» **What you will do**: Write out the data from the line with "Question. Give the pixel coordinates of a point on the white" up to and including the line with "x=371, y=135", request lines included, and output only those lines. Shift every answer coordinate by -129.

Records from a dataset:
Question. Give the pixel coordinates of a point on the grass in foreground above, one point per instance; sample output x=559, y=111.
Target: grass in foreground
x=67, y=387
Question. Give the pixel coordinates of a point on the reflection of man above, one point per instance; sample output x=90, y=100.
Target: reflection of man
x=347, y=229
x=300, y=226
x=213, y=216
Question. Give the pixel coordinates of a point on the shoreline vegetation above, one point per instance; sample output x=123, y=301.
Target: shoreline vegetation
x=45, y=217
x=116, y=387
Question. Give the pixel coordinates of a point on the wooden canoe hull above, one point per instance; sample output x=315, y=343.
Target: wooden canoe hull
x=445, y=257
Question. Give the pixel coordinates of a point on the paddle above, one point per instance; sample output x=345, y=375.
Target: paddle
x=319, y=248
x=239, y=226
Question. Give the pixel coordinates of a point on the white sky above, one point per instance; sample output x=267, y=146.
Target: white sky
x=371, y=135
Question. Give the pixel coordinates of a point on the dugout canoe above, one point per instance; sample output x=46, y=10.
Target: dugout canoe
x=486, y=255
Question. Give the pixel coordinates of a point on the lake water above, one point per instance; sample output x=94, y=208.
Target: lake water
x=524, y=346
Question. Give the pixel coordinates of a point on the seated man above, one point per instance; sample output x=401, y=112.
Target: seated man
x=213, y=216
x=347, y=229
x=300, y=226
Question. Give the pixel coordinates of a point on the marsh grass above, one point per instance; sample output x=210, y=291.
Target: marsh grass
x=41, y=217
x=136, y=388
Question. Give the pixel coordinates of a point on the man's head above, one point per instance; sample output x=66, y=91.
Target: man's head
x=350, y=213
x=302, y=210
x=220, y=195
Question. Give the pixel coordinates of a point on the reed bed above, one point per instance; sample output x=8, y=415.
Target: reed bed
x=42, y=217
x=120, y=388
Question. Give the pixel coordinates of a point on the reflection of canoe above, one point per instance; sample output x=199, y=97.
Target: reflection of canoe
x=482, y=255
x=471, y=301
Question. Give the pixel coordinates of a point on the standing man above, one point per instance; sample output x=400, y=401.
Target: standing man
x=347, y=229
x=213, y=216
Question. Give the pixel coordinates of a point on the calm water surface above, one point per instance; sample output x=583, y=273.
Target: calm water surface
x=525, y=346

» **Response to this task**:
Question. Give the pixel coordinates of a point on the white sky above, one point per instance; sample output x=267, y=146.
Target: white sky
x=242, y=6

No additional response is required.